» Stated task:
In the records below, locate the line containing "Target: red fire truck"; output that line and every following line through the last, exactly.

» Supplied data:
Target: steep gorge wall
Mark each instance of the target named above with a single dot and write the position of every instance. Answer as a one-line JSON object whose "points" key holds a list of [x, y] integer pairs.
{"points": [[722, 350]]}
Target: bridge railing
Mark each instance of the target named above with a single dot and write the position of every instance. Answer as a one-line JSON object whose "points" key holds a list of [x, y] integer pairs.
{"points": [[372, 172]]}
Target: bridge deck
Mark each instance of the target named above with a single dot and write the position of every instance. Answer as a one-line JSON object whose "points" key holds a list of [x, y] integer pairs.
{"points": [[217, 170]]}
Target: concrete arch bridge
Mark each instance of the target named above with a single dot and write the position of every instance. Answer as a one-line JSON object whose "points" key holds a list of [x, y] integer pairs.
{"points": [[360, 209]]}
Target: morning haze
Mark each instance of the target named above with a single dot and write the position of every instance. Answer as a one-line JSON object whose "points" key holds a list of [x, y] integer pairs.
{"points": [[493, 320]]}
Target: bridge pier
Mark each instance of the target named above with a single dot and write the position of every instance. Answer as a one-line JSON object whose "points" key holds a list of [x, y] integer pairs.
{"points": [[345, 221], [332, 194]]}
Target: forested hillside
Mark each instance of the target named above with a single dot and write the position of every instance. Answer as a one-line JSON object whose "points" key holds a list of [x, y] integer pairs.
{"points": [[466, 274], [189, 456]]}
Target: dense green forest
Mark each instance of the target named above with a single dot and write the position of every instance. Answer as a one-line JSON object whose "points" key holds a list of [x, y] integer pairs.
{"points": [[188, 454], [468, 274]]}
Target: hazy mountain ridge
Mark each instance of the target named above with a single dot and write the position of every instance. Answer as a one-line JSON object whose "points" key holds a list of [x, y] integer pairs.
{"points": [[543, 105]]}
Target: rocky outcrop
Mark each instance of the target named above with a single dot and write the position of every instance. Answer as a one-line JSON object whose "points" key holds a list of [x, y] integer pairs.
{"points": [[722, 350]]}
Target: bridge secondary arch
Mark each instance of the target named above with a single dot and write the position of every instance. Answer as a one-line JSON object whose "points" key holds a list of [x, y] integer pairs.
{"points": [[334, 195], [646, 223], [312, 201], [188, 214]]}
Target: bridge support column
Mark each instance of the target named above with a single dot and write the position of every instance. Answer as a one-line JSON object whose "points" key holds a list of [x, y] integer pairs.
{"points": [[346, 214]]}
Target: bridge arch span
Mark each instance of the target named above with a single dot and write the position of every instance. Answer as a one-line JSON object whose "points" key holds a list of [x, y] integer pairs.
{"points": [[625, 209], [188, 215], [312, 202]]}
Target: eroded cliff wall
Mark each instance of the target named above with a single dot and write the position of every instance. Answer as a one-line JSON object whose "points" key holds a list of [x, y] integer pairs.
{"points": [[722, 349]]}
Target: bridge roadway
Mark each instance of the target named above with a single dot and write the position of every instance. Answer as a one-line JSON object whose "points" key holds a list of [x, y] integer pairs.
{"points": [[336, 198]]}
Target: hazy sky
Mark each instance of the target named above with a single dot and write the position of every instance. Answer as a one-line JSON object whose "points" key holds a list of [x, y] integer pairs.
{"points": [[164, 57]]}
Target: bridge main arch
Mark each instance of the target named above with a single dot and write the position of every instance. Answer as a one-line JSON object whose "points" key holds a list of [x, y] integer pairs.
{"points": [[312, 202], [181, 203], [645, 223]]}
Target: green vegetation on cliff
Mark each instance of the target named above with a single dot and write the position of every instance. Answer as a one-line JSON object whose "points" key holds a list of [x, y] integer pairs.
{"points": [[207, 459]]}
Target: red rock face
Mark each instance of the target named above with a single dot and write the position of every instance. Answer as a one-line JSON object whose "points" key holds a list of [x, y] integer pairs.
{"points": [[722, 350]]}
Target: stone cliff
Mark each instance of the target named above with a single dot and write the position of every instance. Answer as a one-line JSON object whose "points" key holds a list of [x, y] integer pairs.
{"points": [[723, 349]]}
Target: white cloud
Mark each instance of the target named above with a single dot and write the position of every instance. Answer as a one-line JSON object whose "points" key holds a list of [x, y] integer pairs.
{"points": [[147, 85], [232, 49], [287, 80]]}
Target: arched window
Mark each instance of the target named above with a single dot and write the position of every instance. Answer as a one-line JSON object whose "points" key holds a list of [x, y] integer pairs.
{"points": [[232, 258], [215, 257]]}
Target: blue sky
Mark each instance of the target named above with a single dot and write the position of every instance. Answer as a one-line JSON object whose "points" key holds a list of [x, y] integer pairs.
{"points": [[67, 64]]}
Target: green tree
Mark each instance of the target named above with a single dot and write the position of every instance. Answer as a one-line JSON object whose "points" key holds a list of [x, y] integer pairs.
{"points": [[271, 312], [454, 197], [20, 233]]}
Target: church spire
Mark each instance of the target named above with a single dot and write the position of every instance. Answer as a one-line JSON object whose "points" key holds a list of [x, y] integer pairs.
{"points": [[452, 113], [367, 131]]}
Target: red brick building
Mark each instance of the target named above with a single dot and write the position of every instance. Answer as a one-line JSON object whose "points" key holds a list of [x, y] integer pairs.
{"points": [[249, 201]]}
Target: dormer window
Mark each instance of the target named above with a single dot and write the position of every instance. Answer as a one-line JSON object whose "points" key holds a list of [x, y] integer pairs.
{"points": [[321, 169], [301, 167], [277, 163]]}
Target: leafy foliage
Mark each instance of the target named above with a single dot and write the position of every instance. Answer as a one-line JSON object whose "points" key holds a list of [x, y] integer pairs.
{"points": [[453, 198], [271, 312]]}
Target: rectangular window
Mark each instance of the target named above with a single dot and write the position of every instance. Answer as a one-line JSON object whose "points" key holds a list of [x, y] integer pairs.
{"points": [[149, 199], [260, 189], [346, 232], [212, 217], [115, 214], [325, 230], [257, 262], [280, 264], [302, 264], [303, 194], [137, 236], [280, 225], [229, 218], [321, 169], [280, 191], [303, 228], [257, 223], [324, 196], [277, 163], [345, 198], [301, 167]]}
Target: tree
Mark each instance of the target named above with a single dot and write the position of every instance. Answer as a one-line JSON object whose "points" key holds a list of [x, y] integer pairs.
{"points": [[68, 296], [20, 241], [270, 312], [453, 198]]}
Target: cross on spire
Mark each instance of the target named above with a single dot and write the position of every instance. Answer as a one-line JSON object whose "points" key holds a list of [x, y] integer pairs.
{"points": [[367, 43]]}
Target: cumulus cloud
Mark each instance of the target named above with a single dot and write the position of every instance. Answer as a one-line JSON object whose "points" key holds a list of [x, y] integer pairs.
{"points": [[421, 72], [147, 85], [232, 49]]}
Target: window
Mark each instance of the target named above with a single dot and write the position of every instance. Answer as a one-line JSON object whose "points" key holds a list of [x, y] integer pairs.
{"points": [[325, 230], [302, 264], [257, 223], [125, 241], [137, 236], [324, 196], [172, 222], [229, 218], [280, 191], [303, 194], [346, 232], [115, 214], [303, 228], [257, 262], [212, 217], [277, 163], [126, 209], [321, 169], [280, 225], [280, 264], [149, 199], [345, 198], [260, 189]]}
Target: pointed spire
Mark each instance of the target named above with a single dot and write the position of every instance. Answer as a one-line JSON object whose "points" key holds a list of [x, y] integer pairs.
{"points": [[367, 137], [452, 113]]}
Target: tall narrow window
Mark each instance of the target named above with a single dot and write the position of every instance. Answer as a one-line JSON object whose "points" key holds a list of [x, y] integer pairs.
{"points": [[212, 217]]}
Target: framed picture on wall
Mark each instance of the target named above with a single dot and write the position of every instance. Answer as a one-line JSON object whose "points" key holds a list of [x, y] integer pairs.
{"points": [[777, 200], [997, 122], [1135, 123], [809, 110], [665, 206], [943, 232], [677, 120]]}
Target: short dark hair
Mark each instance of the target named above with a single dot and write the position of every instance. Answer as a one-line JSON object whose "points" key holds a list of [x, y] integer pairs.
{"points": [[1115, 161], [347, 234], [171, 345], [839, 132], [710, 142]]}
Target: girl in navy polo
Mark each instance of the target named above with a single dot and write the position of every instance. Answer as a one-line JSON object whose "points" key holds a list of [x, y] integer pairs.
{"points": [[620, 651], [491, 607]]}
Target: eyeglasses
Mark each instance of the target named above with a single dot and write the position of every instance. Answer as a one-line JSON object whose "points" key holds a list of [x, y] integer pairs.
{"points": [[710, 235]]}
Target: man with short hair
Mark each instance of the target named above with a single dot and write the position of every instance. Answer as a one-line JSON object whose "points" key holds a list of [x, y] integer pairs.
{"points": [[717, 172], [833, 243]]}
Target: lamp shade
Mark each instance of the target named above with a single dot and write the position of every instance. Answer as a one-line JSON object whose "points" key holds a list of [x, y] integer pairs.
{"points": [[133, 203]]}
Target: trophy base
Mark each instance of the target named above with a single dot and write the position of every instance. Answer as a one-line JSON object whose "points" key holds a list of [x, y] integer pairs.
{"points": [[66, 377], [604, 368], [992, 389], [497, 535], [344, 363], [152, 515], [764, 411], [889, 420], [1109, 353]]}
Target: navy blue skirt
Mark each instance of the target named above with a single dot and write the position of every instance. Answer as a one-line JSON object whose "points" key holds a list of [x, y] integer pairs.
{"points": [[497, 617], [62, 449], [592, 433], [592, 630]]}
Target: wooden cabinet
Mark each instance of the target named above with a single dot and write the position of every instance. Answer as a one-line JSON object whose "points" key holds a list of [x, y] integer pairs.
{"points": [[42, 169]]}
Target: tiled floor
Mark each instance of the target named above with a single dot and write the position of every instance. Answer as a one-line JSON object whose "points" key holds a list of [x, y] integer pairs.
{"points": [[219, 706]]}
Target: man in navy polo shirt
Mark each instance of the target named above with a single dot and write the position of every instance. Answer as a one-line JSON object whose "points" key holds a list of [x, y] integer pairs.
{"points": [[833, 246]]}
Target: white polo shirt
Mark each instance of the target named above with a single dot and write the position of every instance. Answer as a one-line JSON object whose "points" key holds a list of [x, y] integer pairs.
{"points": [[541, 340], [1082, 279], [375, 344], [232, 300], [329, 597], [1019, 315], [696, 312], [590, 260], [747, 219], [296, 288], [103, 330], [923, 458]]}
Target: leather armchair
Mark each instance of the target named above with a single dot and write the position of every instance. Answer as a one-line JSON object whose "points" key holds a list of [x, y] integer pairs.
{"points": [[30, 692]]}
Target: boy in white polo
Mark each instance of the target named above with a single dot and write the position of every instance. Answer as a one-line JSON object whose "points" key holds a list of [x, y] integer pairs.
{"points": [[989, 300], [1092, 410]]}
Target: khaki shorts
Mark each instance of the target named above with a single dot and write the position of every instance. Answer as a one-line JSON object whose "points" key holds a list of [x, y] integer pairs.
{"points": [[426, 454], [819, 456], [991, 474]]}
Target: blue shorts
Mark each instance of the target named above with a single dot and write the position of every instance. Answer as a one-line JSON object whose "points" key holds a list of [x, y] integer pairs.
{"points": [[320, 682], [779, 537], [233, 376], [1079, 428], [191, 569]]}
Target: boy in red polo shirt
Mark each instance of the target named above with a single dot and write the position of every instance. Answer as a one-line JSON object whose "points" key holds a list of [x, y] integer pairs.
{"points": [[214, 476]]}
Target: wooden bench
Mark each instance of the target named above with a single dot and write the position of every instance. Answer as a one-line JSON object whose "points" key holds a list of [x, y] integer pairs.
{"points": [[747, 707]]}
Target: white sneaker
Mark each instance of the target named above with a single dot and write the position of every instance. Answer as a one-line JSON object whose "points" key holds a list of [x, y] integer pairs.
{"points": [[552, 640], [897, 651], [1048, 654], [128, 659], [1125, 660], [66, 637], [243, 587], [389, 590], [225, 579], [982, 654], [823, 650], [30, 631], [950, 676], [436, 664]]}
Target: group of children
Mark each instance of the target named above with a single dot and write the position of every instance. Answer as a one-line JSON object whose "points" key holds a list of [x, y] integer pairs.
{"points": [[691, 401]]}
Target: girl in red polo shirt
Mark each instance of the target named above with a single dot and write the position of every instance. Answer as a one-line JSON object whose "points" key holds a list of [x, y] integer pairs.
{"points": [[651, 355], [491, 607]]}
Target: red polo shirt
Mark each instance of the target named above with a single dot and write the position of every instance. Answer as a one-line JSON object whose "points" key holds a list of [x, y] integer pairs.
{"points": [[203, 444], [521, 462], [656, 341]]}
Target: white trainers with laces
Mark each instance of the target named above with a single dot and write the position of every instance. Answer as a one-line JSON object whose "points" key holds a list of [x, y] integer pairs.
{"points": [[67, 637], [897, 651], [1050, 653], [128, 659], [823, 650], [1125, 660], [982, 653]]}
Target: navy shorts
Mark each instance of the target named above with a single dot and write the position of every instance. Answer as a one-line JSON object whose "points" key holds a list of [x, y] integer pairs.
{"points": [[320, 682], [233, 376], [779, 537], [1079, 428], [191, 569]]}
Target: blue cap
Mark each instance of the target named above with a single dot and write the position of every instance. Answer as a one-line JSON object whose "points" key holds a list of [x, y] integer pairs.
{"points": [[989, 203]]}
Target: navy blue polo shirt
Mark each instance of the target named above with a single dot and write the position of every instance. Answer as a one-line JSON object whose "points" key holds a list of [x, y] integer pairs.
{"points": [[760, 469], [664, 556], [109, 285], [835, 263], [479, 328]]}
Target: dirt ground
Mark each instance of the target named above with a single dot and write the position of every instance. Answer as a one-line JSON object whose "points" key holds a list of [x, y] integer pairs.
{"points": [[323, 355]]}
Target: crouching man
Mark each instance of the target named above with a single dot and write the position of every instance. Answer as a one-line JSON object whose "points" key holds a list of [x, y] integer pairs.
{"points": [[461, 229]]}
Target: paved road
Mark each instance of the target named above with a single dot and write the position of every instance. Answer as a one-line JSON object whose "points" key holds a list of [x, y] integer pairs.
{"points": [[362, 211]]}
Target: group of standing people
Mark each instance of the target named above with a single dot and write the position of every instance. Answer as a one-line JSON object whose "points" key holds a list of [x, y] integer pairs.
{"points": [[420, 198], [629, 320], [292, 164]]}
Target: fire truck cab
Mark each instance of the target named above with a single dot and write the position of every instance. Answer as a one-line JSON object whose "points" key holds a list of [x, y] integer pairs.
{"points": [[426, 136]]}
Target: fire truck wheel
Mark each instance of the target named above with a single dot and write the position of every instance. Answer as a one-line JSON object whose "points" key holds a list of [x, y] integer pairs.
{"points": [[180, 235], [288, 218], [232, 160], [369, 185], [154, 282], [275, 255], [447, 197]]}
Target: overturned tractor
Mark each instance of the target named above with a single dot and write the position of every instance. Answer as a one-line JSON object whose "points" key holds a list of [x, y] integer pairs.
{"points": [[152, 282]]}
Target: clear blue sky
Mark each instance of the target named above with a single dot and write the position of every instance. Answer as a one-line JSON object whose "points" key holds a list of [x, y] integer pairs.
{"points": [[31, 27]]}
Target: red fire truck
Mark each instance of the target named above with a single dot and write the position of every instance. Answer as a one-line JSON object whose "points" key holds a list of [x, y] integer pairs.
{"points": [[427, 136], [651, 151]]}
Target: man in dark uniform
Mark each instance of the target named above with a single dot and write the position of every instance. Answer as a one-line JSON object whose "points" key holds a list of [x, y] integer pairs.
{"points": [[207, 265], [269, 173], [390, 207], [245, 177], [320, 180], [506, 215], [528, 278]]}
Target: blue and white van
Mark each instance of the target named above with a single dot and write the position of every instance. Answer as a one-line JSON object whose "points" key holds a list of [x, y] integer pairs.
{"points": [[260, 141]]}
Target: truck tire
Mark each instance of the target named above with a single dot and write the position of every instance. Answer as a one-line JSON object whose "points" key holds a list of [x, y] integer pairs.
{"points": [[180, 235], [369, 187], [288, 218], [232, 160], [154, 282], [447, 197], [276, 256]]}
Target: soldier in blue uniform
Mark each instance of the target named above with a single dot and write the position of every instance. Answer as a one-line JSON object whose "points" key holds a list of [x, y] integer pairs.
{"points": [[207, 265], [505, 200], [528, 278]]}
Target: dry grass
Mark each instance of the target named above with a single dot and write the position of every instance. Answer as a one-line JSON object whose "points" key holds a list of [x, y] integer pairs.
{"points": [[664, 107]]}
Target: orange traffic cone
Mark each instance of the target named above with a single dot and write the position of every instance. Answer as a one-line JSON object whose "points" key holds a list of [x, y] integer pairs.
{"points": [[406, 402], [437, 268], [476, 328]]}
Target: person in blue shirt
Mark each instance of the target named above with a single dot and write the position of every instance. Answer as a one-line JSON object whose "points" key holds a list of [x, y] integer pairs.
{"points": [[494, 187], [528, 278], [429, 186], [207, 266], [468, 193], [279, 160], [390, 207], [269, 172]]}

» Task response:
Target: red fire truck
Mark each instance of the target named above with a single dot and write the position of every instance. Answer as a one-line JSON object whose "points" key holds a list of [x, y] integer pairs.
{"points": [[427, 136], [651, 151]]}
Target: man in dark uniform
Mark each instance of the target named above with a single dot and write the position of every instance. Answer as a one-line JSON object whose "points" key holds a list of [x, y] integer pairs.
{"points": [[207, 265], [269, 173], [390, 207], [245, 177], [320, 180], [506, 215], [528, 278]]}
Target: blue and white van
Mark each instance of the target named above with a single dot and write the position of every instance. Answer as a one-line JSON object whose "points" key holds a list of [x, y] integer pairs.
{"points": [[260, 141]]}
Target: truck tire
Mark each instance of the target named above with a single dot and write the position of every instance. Answer as a one-line JSON object whose "points" key holds a list of [x, y] integer pairs.
{"points": [[180, 235], [369, 187], [288, 218], [232, 160], [154, 282], [447, 197], [276, 256]]}
Target: soldier in blue uniform
Mark each instance of the target named above with a single dot and write the position of every instance. Answer as a one-line JSON object whose "points" key holds a list of [x, y] integer pairs.
{"points": [[207, 265], [505, 200], [528, 278]]}
Target: dry grass
Mark each instance of the target named above with a single dot and write the position of every instance. Answer as a one-line JSON object whose "points" key holds a list of [x, y] integer pairs.
{"points": [[664, 107]]}
Target: orange traffic cone
Mark each instance of the target named above with a single dot and write the position of every instance. Answer as a one-line JSON object whose "points" key holds a list of [x, y] integer pairs.
{"points": [[406, 402], [437, 268], [476, 328]]}
Target: person in blue shirt
Mark each instance of the target named above with a single dot and write the position of every instance. Answer as a one-line JSON object whose "points" key holds a list of [x, y] integer pairs.
{"points": [[494, 187], [528, 278], [429, 186], [207, 266], [468, 193], [279, 160], [390, 207], [269, 172]]}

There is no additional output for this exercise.